■ Job: Which of the lines below contain the string "handle", with case counting? Return every such line in full.

■ Data excerpts:
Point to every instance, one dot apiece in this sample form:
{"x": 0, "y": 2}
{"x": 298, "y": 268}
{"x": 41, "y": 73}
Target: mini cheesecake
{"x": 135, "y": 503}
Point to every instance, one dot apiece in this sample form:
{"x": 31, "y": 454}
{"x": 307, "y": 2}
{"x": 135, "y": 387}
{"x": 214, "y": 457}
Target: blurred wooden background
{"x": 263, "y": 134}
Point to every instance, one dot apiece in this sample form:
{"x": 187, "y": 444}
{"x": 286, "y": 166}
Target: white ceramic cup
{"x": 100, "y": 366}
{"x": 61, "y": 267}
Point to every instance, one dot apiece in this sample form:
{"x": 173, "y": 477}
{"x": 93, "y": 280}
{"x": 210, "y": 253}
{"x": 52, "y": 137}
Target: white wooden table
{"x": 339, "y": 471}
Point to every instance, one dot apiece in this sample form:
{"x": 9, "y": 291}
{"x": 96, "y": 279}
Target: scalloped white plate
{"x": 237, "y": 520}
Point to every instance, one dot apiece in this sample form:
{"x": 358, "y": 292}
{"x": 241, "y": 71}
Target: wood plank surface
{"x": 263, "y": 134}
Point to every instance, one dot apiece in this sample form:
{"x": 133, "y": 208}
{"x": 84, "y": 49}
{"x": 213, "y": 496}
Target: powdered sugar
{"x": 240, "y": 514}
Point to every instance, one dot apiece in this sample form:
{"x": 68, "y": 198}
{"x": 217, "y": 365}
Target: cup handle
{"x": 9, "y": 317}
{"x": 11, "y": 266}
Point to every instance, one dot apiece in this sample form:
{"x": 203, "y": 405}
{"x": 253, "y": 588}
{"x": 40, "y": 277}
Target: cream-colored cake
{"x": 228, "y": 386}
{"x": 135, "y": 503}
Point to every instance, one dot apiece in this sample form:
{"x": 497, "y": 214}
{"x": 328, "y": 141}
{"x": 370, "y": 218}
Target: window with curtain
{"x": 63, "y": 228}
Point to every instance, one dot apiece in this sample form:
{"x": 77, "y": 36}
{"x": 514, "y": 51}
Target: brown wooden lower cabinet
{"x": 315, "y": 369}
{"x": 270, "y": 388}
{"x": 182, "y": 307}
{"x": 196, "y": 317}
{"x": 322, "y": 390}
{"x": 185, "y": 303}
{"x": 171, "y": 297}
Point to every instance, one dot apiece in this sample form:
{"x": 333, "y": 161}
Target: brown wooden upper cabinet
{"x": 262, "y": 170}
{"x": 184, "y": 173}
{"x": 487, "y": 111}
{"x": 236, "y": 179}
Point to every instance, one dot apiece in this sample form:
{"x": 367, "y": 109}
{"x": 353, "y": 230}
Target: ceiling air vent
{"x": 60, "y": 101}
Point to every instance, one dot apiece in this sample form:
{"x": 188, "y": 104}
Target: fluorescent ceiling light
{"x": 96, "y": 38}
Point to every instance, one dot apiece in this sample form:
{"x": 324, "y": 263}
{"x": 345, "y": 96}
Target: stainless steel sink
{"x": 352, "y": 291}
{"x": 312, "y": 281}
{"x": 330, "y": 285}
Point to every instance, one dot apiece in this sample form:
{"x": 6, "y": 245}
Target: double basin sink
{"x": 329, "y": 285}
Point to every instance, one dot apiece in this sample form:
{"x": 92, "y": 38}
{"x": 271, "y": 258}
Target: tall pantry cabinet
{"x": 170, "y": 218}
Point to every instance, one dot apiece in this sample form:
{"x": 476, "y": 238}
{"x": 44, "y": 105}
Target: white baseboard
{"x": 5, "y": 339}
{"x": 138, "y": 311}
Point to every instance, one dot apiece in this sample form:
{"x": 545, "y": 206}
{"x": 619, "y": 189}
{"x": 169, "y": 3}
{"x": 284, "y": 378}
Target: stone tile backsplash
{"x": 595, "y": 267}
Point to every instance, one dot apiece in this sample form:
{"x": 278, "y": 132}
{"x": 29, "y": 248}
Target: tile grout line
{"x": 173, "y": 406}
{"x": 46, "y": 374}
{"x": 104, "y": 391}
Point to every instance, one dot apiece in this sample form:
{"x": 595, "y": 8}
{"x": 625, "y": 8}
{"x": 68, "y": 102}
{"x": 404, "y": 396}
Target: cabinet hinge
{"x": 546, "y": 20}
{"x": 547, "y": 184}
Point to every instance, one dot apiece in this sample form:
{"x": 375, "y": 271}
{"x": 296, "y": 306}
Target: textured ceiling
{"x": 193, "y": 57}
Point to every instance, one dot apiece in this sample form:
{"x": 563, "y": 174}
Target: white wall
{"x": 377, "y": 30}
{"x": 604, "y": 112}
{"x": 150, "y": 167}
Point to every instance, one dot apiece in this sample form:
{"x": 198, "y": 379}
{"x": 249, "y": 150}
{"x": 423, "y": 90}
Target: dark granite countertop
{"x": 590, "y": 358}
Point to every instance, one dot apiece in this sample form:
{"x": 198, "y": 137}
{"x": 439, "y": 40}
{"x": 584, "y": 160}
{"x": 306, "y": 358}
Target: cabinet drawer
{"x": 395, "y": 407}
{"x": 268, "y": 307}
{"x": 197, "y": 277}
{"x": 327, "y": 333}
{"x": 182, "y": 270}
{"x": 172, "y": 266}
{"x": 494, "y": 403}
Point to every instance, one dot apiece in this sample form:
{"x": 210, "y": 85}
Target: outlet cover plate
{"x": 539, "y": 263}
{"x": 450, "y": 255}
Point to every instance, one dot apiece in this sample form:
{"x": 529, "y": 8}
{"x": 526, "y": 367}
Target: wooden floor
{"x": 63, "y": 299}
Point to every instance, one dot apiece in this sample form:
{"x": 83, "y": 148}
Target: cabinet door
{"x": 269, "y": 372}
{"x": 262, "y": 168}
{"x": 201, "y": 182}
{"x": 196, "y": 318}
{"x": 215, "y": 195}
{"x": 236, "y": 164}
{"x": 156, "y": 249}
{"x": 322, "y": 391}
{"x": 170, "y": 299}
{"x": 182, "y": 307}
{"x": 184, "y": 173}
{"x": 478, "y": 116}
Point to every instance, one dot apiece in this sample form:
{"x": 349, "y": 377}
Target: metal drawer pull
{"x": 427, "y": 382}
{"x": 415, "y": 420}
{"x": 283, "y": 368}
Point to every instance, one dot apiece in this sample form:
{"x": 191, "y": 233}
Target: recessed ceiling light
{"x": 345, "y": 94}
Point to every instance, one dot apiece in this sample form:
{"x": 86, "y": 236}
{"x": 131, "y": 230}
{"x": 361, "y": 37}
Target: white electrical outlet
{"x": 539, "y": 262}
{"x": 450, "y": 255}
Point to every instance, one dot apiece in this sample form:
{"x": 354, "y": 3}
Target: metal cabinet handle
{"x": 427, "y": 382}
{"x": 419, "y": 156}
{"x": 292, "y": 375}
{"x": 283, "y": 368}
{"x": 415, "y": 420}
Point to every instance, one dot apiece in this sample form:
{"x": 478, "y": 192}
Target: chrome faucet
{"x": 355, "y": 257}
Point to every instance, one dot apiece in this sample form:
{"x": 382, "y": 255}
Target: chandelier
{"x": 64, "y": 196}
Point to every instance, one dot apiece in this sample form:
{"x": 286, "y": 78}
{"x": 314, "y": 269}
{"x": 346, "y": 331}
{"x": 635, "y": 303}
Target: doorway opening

■ Answer:
Target: cup handle
Target: metal cabinet handle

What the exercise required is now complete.